Excerpt provided
********

Empowering Pathologists
Digital pathology and tissue image analysis tools are essential to developing companion diagnostics and enabling pathologists to support clinical decisions, but there is still work to be done…
As personalized medicine in oncology continues to progress, companion diagnostics (CDx) are becoming ever more critical in the future of treatment and in its success. CDx help determine the patients most likely to respond to a therapy, but while detecting predictive biomarkers is a strong focus for the industry that develops these invaluable tools, identifying and developing robust CDx is still a very challenging process.
It starts with tissue analysis – and digital pathology, tissue image analysis and other data such as genomics – are essential. It is at this stage where the challenges begin. First, the biomarkers being identified and targeted for CDx can be inducible; thus, if a patient has already undergone treatment such as chemotherapy, the expression of those markers may be influenced and results will be impacted.
An additional primary obstacle currently is pathologists’ inability to visualize the spatial distribution of immune cells and their correlation to the tumor. Understanding the spatial relationship between immune cells within the tumor setting is increasingly important in helping identify biomarkers in immuno-oncology, and it requires powerful tissue image analysis tools. As such, standardizing the use of digital pathology – which includes digitizing tissue slides and using automated tissue image analysis to extract relevant data about cancer cells, their behavior and their spatial relationships to other cells – is a key next step in advancing the diagnosis and treatment of cancers. While many are of the understanding that tissue image analysis simply automates routine tasks such as counting cells, there is so much more to these tools; they are able to dig deep into basic biology, providing the kinds of information traditionally found in quantitative liquid biopsies, but with the added morphological context that only tissue provides.

********

[Region pointing data]
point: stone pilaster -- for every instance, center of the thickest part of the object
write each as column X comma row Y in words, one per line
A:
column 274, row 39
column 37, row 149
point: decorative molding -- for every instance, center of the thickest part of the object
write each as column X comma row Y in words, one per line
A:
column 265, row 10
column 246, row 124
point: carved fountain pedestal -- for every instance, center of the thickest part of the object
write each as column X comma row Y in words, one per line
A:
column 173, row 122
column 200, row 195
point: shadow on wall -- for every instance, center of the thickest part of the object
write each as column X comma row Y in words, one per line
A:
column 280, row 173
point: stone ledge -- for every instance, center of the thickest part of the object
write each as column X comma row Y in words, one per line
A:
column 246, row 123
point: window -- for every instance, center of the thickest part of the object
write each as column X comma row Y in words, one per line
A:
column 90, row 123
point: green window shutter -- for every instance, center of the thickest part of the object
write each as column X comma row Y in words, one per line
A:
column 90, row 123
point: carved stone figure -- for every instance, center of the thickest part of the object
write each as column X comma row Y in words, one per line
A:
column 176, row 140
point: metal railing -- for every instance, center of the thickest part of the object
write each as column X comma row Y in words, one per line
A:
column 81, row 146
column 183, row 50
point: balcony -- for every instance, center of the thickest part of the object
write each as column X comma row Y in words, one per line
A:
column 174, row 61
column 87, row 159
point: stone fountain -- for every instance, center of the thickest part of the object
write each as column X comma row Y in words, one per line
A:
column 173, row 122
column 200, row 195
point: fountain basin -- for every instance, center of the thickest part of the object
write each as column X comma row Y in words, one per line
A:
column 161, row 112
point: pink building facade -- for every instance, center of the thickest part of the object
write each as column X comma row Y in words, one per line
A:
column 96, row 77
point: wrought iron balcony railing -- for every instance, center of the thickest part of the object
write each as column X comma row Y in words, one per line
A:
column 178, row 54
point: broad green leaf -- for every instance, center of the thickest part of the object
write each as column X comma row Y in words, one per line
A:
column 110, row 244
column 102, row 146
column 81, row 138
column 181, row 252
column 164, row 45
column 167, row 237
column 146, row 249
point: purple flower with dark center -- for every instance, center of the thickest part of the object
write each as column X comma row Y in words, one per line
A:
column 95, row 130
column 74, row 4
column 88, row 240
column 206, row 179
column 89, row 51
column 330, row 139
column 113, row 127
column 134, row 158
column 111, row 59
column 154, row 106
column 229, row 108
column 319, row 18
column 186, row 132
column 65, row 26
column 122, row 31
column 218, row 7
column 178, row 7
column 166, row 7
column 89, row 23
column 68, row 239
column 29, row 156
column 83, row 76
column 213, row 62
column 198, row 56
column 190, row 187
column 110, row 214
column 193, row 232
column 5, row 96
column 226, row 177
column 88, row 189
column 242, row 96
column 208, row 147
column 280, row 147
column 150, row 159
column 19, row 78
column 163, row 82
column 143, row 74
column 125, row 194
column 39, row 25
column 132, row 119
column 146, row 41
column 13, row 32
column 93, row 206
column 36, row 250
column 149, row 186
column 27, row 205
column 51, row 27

********

Problem set
• a. Reproduce the passage of the digital pathology text from "Empowering Pathologists" to "very challenging process.".
• b. According to the digital pathology text, what do companion diagnostics help determine?

Results for each task
• a.
Empowering Pathologists
Digital pathology and tissue image analysis tools are essential to developing companion diagnostics and enabling pathologists to support clinical decisions, but there is still work to be done…
As personalized medicine in oncology continues to progress, companion diagnostics (CDx) are becoming ever more critical in the future of treatment and in its success. CDx help determine the patients most likely to respond to a therapy, but while detecting predictive biomarkers is a strong focus for the industry that develops these invaluable tools, identifying and developing robust CDx is still a very challenging process.

• b. They help determine the patients most likely to respond to a therapy.